FBのσ(^^)の周りでは、この企画が流行っています。(笑) 良いなって思います。それぞれの人らしい良い本が紹介されているように思って、独自路線ですがσ(^^)もマネっこ。(^^ゞ
古い本が多いし、廃却したものも多いので、リンクで見ていただきます。
「万葉びとの生活空間」上野誠著
http://rr2.hanawashobo.co.jp/products/978-4-8273-4078%EF%BD%B05
σ(^^)が、上野誠先生の本を1番に持ってくるのが不思議に思われる方が多いかも。(笑) 実は、この本は、古道というものに具体的な興味を再燃させてくれた本です。そして、上野先生とも、この話をしたことがあります。串揚げ食べながら! (笑)
飛鳥遊訪マガジン36号の咲読に(2008年11月21日発行)、こんな1文を書いています。
第12回の定例会は、飛鳥時代の道路がメインテーマになります。皆さんは、古代の道路というとどのようなイメージを持たれるでしょうか。
私が古道に興味を持ったのは、その道路が巨大な直線道路であった事を知ったからでした。今から数十年前の歴史をまったく知らない頃の話です。(^^ゞ
小さな曲りくねった道が、農道のように続いているようなイメージしか持ち合わせていなかった私には、奈良盆地を貫くような立派な道路が何本も存在していたとは全くの予想外のことでした。それが分かった当時、私はサイクリストでしたので、安易な気持ちで辿ってみたいと思ったのです。古道の痕跡が、今も尚続いているのかどうかも知らなかったのですが、カンを頼りに走り回り始めました。下ツ道を北上して、平城京から中ツ道や上ツ道を南下して帰るような週末を何度も繰り返しました。それが、初期の私と古道の関わり方でした。

- [情報]
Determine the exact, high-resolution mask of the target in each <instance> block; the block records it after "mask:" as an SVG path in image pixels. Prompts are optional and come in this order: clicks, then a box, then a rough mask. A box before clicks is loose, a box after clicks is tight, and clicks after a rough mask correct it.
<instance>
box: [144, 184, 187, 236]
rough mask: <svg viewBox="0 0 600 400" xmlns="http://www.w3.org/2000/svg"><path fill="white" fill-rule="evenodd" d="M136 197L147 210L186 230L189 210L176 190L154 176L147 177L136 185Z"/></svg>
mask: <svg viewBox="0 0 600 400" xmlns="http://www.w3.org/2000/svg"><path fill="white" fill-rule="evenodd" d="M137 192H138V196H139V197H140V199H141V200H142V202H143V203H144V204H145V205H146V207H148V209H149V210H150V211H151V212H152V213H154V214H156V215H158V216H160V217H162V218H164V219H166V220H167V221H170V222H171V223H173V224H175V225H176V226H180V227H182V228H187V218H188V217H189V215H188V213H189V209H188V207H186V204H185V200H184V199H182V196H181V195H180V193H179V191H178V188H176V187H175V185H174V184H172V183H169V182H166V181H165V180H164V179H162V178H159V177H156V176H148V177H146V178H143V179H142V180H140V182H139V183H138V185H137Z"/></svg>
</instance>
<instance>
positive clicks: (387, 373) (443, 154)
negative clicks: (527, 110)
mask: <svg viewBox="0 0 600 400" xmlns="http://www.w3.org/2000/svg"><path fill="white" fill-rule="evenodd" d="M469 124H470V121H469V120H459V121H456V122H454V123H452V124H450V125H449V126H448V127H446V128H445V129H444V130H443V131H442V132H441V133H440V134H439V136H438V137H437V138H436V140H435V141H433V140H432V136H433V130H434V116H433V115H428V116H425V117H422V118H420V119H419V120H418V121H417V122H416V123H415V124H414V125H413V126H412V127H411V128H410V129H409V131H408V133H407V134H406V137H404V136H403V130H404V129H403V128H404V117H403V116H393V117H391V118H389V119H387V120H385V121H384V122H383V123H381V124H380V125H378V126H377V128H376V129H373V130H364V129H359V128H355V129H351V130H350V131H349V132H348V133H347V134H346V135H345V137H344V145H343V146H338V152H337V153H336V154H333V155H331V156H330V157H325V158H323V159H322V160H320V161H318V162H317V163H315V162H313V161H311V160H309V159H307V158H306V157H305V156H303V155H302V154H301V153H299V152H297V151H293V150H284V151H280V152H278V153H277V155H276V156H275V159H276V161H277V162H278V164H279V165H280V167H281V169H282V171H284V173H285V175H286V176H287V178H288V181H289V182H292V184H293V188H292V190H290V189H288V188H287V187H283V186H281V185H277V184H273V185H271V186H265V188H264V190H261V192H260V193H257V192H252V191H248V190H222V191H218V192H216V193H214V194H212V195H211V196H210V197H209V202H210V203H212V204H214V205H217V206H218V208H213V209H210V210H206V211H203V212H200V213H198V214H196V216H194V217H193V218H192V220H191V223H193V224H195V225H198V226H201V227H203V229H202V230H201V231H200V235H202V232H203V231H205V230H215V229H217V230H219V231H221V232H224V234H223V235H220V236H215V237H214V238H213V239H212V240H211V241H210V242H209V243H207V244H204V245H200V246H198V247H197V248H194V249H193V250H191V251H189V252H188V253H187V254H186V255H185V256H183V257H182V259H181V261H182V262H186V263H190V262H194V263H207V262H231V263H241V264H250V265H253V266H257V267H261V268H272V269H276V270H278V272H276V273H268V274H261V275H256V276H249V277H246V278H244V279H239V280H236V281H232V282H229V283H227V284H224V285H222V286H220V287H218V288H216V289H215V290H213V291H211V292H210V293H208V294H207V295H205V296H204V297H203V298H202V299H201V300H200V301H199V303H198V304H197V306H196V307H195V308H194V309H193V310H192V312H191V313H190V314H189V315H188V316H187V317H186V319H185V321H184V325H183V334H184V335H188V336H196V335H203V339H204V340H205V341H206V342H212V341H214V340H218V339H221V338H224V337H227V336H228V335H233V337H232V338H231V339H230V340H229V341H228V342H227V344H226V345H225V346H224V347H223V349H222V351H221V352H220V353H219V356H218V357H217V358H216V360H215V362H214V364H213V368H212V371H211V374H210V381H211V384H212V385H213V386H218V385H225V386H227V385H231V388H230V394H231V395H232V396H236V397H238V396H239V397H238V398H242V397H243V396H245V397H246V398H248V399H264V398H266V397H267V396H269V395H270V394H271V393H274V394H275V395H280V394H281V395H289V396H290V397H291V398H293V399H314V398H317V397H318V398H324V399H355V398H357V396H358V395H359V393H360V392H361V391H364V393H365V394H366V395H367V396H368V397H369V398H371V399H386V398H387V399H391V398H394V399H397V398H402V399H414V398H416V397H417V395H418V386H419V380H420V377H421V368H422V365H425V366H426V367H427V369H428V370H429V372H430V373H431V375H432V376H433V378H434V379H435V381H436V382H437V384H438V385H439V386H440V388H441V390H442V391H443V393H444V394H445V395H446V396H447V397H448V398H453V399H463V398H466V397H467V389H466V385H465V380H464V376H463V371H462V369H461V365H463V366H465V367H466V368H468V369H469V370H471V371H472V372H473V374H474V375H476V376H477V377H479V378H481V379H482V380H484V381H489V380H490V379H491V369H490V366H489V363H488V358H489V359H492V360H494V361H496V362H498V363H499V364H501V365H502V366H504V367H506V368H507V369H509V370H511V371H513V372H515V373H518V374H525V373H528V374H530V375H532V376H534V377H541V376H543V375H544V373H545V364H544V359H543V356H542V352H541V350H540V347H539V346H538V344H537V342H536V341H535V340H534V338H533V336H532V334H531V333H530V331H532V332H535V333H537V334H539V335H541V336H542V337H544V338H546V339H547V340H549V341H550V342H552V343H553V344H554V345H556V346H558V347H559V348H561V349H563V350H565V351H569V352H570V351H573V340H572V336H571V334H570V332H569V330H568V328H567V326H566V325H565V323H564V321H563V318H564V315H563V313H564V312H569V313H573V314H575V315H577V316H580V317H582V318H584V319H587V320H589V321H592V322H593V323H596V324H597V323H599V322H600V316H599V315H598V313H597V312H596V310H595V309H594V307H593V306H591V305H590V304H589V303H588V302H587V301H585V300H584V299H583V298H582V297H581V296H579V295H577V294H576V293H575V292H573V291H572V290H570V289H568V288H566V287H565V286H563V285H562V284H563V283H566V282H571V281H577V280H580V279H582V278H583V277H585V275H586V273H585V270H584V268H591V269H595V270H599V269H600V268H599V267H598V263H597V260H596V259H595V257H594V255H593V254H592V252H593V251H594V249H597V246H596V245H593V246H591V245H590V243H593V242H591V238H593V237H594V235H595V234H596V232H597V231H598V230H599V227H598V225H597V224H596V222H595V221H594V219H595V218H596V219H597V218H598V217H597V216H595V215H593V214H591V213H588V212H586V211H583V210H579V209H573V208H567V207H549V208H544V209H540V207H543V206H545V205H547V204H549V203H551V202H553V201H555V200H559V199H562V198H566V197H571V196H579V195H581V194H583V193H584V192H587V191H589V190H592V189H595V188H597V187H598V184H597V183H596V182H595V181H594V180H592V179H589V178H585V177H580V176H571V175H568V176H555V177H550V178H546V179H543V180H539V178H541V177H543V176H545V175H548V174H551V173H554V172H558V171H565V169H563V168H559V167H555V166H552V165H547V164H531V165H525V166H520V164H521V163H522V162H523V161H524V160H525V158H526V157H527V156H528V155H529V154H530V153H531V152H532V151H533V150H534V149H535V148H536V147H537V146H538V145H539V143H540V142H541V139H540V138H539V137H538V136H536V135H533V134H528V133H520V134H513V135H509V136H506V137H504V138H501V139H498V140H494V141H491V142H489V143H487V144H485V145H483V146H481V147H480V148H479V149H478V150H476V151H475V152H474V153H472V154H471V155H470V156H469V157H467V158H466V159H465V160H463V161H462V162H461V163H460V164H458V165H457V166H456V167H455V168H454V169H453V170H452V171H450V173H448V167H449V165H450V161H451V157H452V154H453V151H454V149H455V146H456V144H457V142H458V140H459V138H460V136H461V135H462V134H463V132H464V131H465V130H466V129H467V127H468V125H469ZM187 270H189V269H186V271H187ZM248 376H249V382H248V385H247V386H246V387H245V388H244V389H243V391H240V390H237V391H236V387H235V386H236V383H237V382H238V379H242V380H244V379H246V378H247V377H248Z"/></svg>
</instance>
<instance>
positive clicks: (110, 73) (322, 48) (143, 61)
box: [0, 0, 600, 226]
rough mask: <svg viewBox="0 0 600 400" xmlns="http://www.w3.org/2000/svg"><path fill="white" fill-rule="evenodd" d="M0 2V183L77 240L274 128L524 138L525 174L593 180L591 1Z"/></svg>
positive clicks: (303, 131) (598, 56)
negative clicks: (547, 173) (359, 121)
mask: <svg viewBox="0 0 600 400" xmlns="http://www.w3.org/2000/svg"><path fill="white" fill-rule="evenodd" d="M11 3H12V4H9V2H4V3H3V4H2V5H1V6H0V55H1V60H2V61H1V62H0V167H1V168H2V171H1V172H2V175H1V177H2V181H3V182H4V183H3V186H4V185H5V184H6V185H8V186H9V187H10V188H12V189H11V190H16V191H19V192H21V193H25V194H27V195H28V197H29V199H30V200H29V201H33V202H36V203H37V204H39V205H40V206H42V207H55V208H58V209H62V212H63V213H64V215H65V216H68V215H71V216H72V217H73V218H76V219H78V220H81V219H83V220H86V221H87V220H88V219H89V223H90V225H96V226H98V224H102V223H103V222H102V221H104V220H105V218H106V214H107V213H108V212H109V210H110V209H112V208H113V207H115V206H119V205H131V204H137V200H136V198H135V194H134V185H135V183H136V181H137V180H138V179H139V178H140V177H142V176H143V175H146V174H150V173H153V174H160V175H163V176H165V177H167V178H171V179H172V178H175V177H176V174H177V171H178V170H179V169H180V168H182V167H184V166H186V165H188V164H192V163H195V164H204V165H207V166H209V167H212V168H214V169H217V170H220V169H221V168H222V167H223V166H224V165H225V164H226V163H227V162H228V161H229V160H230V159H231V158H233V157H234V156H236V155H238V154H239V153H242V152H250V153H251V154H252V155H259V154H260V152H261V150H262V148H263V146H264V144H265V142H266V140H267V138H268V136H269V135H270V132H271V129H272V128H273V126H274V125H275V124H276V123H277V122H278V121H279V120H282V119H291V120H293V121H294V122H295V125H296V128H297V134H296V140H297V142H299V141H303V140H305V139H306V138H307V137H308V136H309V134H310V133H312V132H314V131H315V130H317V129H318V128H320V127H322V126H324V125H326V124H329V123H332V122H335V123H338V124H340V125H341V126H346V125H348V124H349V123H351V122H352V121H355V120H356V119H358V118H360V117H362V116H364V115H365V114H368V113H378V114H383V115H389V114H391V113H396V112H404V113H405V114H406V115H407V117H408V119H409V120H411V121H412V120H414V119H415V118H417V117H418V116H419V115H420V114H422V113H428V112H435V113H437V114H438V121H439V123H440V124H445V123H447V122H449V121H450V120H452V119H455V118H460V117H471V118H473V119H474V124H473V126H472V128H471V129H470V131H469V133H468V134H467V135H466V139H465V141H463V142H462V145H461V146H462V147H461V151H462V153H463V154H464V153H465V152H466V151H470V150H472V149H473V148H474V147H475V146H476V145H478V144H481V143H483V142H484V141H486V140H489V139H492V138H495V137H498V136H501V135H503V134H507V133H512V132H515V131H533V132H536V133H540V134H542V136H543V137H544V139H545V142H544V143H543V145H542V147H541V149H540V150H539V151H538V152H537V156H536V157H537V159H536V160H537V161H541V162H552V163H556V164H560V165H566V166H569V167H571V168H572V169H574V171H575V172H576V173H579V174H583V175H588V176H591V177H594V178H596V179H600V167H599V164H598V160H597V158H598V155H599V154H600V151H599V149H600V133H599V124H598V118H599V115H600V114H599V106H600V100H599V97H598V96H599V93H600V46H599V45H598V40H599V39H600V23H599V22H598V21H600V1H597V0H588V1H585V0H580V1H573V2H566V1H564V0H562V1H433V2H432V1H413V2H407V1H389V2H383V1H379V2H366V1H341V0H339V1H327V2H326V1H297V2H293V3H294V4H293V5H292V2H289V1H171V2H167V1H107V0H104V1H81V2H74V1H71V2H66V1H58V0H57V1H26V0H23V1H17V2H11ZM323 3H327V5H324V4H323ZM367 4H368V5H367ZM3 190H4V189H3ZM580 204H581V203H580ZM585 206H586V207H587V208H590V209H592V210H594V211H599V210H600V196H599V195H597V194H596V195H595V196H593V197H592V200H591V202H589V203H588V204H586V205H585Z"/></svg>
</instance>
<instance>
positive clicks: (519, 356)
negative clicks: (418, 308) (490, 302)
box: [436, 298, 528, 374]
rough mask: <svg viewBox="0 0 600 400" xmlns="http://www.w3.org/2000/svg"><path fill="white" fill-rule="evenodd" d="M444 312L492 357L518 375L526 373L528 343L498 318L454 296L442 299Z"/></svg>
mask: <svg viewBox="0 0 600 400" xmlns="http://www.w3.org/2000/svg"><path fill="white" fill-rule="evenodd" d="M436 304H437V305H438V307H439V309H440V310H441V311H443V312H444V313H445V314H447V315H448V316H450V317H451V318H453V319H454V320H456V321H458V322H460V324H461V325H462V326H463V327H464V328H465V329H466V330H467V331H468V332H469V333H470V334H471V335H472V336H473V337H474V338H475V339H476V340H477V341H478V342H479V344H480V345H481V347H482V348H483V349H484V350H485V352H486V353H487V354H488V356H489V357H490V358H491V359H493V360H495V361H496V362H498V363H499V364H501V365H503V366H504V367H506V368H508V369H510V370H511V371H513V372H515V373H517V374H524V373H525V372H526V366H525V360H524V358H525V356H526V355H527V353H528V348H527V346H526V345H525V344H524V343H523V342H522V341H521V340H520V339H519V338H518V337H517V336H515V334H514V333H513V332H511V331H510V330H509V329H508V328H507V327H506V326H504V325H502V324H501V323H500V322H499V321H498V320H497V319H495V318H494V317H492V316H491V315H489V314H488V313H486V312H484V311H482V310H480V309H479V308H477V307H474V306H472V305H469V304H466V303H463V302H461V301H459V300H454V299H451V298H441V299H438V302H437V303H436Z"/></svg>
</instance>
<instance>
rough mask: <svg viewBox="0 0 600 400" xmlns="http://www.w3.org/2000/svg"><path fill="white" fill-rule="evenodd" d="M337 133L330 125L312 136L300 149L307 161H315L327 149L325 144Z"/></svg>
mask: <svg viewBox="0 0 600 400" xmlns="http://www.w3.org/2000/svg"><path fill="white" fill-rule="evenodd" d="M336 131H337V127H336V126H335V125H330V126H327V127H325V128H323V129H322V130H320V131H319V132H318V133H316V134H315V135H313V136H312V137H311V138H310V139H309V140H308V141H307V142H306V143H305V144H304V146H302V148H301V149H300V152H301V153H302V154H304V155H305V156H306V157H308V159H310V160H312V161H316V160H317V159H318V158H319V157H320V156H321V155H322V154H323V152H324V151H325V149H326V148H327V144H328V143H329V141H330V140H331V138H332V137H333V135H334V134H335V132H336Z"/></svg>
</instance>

- [作業一覧]
**A)** 古道の本文で、筆者が古道に興味を持ったのはなぜか。本文に書かれた理由に沿って一～三文で説明してください。
**B)** 古道をめぐる本文の続きを、最後の文の後から引き継いで書いてください。

- [出力一覧]
**A)** 古代の道路が巨大な直線道路だったと知ったからです。それまで筆者は、小さな曲がりくねった道が農道のように続いている姿しか想像していませんでした。そのため、奈良盆地を貫く立派な道路が何本もあったことは全く予想外でした。

**B)**
知識が伴わないので、その熱もいつしか冷めたのですが、とある書籍が私の古道熱を呼び起こすことになりました。偶然に一冊の本と巡り合ったのです。「万葉びとの生活空間」上野誠著。本には下記の木簡が紹介されていました。
耳梨御田司進上 /芹二束 智佐二把/古自二把 河夫毘一把 右四種進上婢
間佐女 今月五日太津嶋
この木簡は、長屋王邸から発見された、いわゆる長屋王の木簡です。長屋王が所有していた農園からの送り状と考えられます。大和三山の一つである耳成山の麓に長屋王の農園があり、その「耳梨御田」から芹やチシャといった野菜が、平城京内の邸宅に運び込まれていたことを木簡は示しています。木簡には、野菜を持ち運んだ女性の名前まで記してありました。「間佐女」という女性です。「間佐女」は、これらの野菜を持って、耳成山の麓から平城京内の長屋王の邸宅まで歩いたのです。彼女に直接命令を下したのは「太津嶋」という御田の管理人のようです。
長屋王という数奇な運命を辿る人物にも興味はありますが、私は「間佐女」という女性により興味を引かれました。それはまさに、私が耳成の御田であったかもしれない場所に住んでいるからでもあるのですが。
間佐女は、早朝、耳成山の麓から「中ツ道」を北上したのでしょうか、また「下ツ道」に出たのでしょうか。どちらの道をとっても、約20数キロの行程です。古代人にとっては、さほどの距離でもなかったのでしょうか。同じ日の内に帰ったのでしょうか。長屋王邸には、間佐女のような者の宿泊施設があったのでしょうか。好奇心の翼は何処までも私を運んで行きました。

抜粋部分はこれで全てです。